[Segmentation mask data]
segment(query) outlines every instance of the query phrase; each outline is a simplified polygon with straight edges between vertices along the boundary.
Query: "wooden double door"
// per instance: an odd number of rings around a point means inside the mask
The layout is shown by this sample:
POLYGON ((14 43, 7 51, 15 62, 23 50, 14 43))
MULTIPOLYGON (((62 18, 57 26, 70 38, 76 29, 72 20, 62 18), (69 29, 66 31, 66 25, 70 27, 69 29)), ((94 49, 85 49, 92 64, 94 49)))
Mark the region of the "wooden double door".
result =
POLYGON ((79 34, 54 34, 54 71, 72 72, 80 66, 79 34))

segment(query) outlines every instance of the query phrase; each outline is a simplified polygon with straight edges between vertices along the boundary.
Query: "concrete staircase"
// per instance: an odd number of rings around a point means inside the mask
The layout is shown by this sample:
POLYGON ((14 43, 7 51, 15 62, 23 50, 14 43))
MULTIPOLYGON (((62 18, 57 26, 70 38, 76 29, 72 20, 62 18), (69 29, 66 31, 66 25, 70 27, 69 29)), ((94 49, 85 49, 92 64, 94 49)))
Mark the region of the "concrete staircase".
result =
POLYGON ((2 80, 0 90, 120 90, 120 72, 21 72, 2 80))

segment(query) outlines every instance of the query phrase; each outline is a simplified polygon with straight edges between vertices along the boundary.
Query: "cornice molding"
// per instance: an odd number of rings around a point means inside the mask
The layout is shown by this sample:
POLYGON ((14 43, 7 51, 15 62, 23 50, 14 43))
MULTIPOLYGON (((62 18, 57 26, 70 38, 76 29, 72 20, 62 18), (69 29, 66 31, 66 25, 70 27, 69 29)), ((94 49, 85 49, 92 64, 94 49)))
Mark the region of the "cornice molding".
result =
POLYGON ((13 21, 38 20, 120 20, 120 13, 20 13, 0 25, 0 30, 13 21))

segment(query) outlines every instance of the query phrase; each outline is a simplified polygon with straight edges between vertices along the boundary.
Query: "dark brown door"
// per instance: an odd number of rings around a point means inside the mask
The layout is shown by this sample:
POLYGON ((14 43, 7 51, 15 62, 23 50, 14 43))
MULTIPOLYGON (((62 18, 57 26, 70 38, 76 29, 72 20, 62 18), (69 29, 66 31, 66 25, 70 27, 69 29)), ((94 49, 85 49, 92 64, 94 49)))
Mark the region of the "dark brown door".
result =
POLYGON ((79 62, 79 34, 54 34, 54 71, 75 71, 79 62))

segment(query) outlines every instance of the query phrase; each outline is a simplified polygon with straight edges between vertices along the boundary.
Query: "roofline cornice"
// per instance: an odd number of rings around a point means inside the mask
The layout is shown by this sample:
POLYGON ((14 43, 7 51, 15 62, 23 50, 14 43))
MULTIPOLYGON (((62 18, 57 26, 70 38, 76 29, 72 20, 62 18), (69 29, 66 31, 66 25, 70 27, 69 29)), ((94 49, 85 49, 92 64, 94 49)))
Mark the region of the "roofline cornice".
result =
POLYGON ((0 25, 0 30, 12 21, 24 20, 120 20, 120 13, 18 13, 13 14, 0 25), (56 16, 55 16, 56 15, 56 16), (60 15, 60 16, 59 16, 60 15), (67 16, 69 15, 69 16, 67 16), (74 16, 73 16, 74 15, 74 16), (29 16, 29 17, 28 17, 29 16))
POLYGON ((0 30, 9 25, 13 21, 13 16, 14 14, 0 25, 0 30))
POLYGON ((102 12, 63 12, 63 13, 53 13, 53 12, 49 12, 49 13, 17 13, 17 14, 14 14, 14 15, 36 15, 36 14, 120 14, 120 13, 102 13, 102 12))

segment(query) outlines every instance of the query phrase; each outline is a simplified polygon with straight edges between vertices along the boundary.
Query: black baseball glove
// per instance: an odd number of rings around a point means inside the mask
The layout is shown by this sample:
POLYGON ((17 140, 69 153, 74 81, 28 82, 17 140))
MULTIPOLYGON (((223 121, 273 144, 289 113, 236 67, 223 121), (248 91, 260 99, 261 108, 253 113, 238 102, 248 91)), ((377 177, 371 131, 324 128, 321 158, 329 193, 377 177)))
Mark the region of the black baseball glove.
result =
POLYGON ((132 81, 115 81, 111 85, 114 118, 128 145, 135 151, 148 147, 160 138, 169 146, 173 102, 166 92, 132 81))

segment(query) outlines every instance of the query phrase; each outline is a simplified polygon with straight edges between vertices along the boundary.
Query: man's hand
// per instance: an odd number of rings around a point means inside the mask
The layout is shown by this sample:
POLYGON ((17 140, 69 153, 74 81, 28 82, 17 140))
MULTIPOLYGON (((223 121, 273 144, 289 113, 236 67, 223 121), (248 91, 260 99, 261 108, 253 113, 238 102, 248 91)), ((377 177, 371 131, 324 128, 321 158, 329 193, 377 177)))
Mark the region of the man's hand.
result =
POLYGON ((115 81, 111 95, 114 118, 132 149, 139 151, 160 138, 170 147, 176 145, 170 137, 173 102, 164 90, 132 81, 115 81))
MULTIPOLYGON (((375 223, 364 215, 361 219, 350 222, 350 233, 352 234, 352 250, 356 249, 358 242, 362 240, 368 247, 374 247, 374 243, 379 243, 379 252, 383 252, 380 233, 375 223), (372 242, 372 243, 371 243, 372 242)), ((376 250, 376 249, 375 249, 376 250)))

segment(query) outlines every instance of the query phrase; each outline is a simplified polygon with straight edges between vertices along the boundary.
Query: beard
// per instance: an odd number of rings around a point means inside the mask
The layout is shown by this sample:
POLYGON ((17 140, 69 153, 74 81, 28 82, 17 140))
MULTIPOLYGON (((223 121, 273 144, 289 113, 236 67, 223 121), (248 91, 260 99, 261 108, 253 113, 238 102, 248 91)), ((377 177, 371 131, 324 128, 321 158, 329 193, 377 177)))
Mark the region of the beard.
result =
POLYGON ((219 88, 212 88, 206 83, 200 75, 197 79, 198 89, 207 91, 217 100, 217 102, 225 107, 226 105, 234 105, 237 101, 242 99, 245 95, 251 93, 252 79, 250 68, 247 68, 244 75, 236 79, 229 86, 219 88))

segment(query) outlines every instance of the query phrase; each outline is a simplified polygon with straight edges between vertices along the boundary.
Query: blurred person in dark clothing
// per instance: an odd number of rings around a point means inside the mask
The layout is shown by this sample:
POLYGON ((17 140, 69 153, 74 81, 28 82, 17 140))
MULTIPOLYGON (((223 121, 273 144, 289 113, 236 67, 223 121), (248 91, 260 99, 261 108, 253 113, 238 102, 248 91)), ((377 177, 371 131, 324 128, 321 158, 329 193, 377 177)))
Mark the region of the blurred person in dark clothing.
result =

__What you need to do__
Word for word, write out every record.

__Expected answer__
segment(query) outlines every instance of the query phrase; each outline is a simplified polygon with straight edges between vertices along the boundary.
Query: "wooden double door"
// per instance: an odd number of rings around a point means inside the mask
The layout is shown by this sample:
POLYGON ((14 43, 7 51, 15 62, 23 50, 14 43))
MULTIPOLYGON (((62 18, 57 26, 70 38, 76 29, 72 20, 62 18), (69 29, 66 31, 66 25, 70 27, 69 29)), ((94 49, 85 49, 92 64, 94 49)))
Mark the region of the "wooden double door".
result =
POLYGON ((79 34, 54 34, 54 71, 72 72, 80 66, 79 34))

segment(query) outlines every instance of the query phrase; each outline is a simplified polygon with straight edges between vertices along the boundary.
Query: "concrete staircase"
// per instance: an odd number of rings around a point means inside the mask
The layout is shown by this sample:
POLYGON ((14 43, 7 51, 15 62, 23 50, 14 43))
MULTIPOLYGON (((62 18, 57 26, 70 38, 76 29, 72 20, 62 18), (69 29, 66 31, 66 25, 70 27, 69 29)), ((94 49, 85 49, 92 64, 94 49)))
Mark the region of the "concrete staircase".
result =
POLYGON ((2 80, 0 90, 120 90, 120 72, 21 72, 2 80))

segment(query) outlines every instance of the query phrase; each outline is a simplified polygon with straight edges between vertices along the boundary.
Query: "cornice molding"
// per instance: an odd number of rings around a point means inside the mask
The layout is shown by this sample:
POLYGON ((14 43, 7 51, 15 62, 23 50, 14 43))
MULTIPOLYGON (((62 18, 57 26, 70 38, 76 29, 72 20, 62 18), (69 29, 66 31, 66 25, 70 27, 69 29)), ((94 49, 85 49, 92 64, 94 49)))
Mark the region of the "cornice molding".
result =
POLYGON ((13 21, 38 20, 120 20, 120 13, 20 13, 0 25, 0 30, 13 21))

segment(query) outlines every instance of the query phrase; each outline is a simplified polygon with straight edges between vertices along the boundary.
Query: "dark brown door"
// per instance: an odd number of rings around a point means inside the mask
The layout is shown by this sample:
POLYGON ((14 43, 7 51, 15 62, 23 50, 14 43))
MULTIPOLYGON (((62 18, 57 26, 70 38, 76 29, 72 20, 62 18), (69 29, 66 31, 66 25, 70 27, 69 29)), ((94 49, 85 49, 92 64, 94 49)))
Mark the region of the "dark brown door".
result =
POLYGON ((79 62, 79 34, 54 34, 54 71, 75 71, 79 62))

segment(query) outlines every instance of the query phrase; each outline is a simplified polygon with straight edges between vertices along the boundary.
Query: "roofline cornice"
// per instance: an odd number of rings around a point means inside the mask
The layout is shown by this sample:
POLYGON ((14 43, 7 51, 15 62, 23 50, 14 43))
MULTIPOLYGON (((62 18, 57 26, 70 38, 76 29, 72 20, 62 18), (69 29, 66 31, 66 25, 70 27, 69 29)), ((94 49, 85 49, 92 64, 94 49)))
Mark the region of the "roofline cornice".
result =
POLYGON ((0 25, 0 30, 12 21, 24 20, 120 20, 120 13, 18 13, 13 14, 0 25), (56 16, 55 16, 56 15, 56 16), (60 15, 60 16, 59 16, 60 15), (67 16, 69 15, 69 16, 67 16), (74 16, 73 16, 74 15, 74 16), (29 16, 29 17, 28 17, 29 16))
POLYGON ((0 30, 9 25, 13 21, 13 16, 14 14, 0 25, 0 30))
POLYGON ((102 12, 63 12, 63 13, 53 13, 53 12, 49 12, 49 13, 17 13, 17 14, 14 14, 14 15, 36 15, 36 14, 120 14, 120 13, 102 13, 102 12))

segment(query) outlines every instance of the query phrase; each outline is a simplified polygon with straight edges between vertices along the boundary.
Query: black baseball glove
// per instance: an odd number of rings around a point means inside the mask
The layout is shown by this sample:
POLYGON ((17 140, 69 153, 74 81, 28 82, 17 140))
MULTIPOLYGON (((223 121, 273 144, 289 113, 236 67, 223 121), (248 91, 260 99, 261 108, 253 113, 238 102, 248 91)), ((377 177, 371 131, 324 128, 321 158, 329 193, 377 177)))
Mark the region of the black baseball glove.
result =
POLYGON ((132 81, 115 81, 111 85, 114 118, 128 145, 135 151, 148 147, 160 138, 169 146, 173 102, 166 92, 132 81))

segment(query) outlines every instance of the query phrase; each outline is a simplified polygon with straight edges between vertices along the boundary.
Query: man's hand
// per instance: an odd number of rings around a point means inside the mask
The layout is shown by this sample:
POLYGON ((17 140, 69 153, 74 81, 28 82, 17 140))
MULTIPOLYGON (((223 121, 273 144, 289 113, 236 67, 223 121), (248 91, 260 99, 261 108, 253 113, 238 102, 248 91)), ((377 177, 371 131, 324 128, 321 158, 329 193, 377 177)))
Mark the region of the man's hand.
result =
POLYGON ((115 81, 111 95, 114 118, 132 149, 139 151, 160 138, 170 147, 176 145, 170 137, 173 102, 164 90, 132 81, 115 81))
MULTIPOLYGON (((375 223, 364 215, 361 219, 350 222, 350 233, 352 234, 352 250, 356 249, 358 242, 362 240, 368 247, 374 247, 374 243, 379 243, 379 252, 383 252, 380 233, 375 223), (372 242, 372 243, 371 243, 372 242)), ((376 250, 376 249, 375 249, 376 250)))

segment(query) outlines every instance of the query phrase; each outline is a simplified polygon with straight edges between vertices along the boundary.
Query: beard
// per instance: an odd number of rings around a point means inside the mask
The layout is shown by this sample:
POLYGON ((17 140, 69 153, 74 81, 28 82, 17 140))
MULTIPOLYGON (((223 121, 273 144, 289 113, 236 67, 223 121), (248 91, 260 99, 261 108, 253 113, 238 102, 248 91)), ((377 177, 371 131, 324 128, 321 158, 329 193, 377 177)))
Mark the region of the beard.
result =
POLYGON ((219 88, 212 88, 206 83, 200 75, 197 79, 198 89, 207 91, 217 100, 217 102, 225 107, 226 105, 234 105, 237 101, 242 99, 245 95, 251 93, 252 79, 250 68, 247 68, 244 75, 236 79, 229 86, 219 88))

segment(query) outlines every instance of the query phrase; each outline is a simplified polygon with straight edges between vertices along the boundary.
Query: blurred person in dark clothing
// per instance: an odd number of rings around a point means inside the mask
The layout is shown by this sample:
POLYGON ((17 140, 69 153, 74 81, 28 82, 17 140))
MULTIPOLYGON (((223 121, 273 144, 289 113, 236 67, 223 121), (248 91, 260 99, 261 108, 253 113, 238 102, 248 91)), ((377 177, 371 131, 324 128, 321 158, 329 193, 377 177)))
Mark the region of the blurred person in dark clothing.
result =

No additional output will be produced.